- QUOTED TEXT
------------
For further information, please contact:
Joacim Sjöberg, Chief Executive Officer, Castellum Aktiebolag, +46 (0)8-503 052 00
Christoffer Strömbäck, Head of Investor Relations and Corporate Finance, Castellum Aktiebolag, +46 (0)70 249 72 55
IMPORTANT INFORMATION
Any purchase of securities and the distribution of this announcement and other information in connection therewith may be restricted by law in certain jurisdictions, and no offer or purchase is being made in any jurisdiction where either such purchase or acceptance or participation therein is prohibited, unlawful or restricted by applicable law or where any tender offer document or registration or other requirements apply.
Copies of this announcement are not being made and may not be distributed or sent into any jurisdiction in which such distribution would be unlawful or would require registration or other measures. Persons distributing this communication must satisfy themselves that it is lawful to do so. The potential transactions described in this announcement and the distribution of this announcement and other information in connection with the potential transactions in certain jurisdictions may be restricted by law and persons into whose possession this announcement, any document or other information referred to herein comes should inform themselves about, and observe, any such restrictions.
------------
- ENTRIES SHOWN
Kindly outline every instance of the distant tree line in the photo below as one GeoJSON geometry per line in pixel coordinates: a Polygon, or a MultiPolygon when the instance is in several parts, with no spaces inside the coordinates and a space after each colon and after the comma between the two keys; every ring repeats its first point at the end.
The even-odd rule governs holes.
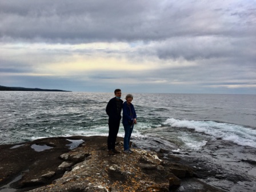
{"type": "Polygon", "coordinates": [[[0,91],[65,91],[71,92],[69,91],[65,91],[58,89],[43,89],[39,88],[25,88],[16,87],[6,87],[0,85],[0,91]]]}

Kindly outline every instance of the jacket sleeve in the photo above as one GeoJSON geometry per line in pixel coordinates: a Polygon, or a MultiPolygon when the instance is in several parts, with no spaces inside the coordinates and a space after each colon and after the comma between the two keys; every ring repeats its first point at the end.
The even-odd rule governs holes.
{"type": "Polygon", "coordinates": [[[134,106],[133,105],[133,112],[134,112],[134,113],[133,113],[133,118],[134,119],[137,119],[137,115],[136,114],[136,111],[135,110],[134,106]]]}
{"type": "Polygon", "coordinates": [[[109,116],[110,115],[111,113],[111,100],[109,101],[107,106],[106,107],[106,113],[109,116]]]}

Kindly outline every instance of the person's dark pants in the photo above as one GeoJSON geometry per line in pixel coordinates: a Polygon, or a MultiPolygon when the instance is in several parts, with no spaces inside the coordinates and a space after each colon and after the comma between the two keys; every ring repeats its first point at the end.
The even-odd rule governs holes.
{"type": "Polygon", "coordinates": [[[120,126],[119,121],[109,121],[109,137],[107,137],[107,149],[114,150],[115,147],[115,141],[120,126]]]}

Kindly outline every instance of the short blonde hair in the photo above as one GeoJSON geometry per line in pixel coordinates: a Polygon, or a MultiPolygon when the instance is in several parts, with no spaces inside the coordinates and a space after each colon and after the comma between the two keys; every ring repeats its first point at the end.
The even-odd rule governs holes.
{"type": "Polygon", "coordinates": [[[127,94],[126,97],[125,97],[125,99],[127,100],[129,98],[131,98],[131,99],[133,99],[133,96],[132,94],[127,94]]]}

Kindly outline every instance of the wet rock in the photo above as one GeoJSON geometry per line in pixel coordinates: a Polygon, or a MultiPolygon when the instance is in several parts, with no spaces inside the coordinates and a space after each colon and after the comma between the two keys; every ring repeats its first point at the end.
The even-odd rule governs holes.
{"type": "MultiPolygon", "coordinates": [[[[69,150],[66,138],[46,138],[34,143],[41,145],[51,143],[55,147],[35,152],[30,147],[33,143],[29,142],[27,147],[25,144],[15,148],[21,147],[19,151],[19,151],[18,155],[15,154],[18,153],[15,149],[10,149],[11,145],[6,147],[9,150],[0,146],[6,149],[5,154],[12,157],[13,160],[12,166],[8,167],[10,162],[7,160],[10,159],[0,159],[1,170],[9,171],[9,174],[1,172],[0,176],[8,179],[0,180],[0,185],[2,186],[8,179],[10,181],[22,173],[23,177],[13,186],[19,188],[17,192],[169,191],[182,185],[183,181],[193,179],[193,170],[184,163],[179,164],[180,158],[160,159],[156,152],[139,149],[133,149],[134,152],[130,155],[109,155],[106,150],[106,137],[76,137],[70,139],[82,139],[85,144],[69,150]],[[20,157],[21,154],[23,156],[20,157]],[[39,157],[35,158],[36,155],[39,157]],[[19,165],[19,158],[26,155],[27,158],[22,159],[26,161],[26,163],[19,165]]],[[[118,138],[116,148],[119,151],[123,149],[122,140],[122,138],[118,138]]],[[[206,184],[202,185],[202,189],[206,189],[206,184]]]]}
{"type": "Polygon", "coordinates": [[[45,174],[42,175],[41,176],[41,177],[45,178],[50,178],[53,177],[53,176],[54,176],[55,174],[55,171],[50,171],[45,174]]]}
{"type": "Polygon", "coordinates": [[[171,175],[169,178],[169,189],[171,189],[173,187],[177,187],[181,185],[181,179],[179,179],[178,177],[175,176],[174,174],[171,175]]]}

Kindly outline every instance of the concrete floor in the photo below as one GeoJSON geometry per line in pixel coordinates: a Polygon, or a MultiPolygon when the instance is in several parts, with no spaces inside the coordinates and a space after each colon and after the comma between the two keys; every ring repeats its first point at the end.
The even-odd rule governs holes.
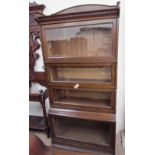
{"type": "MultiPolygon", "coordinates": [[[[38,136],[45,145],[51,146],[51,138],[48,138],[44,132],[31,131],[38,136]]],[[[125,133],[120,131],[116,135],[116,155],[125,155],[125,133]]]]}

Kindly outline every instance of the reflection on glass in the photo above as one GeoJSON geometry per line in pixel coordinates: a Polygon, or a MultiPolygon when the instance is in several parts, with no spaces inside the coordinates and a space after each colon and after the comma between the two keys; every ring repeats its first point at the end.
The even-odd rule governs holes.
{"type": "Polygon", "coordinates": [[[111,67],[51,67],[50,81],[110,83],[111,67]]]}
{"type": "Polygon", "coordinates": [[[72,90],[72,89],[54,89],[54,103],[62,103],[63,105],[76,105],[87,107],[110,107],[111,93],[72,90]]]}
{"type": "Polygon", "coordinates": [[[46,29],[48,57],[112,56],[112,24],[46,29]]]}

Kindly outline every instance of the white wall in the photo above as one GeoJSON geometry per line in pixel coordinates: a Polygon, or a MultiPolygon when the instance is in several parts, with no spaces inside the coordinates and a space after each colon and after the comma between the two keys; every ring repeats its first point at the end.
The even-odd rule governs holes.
------------
- TASK SET
1 - Rewrite the announcement text between "For further information, please" and "other requirements apply.", inclusive, replacing "Castellum Aktiebolag" with "Castellum AB".
2 - According to the announcement text, who is Castellum Aktiebolag's Head of Investor Relations and Corporate Finance?

- TASK RESULTS
1 -
For further information, please contact:
Joacim Sjöberg, Chief Executive Officer, Castellum AB, +46 (0)8-503 052 00
Christoffer Strömbäck, Head of Investor Relations and Corporate Finance, Castellum AB, +46 (0)70 249 72 55
IMPORTANT INFORMATION
Any purchase of securities and the distribution of this announcement and other information in connection therewith may be restricted by law in certain jurisdictions, and no offer or purchase is being made in any jurisdiction where either such purchase or acceptance or participation therein is prohibited, unlawful or restricted by applicable law or where any tender offer document or registration or other requirements apply.

2 - Christoffer Strömbäck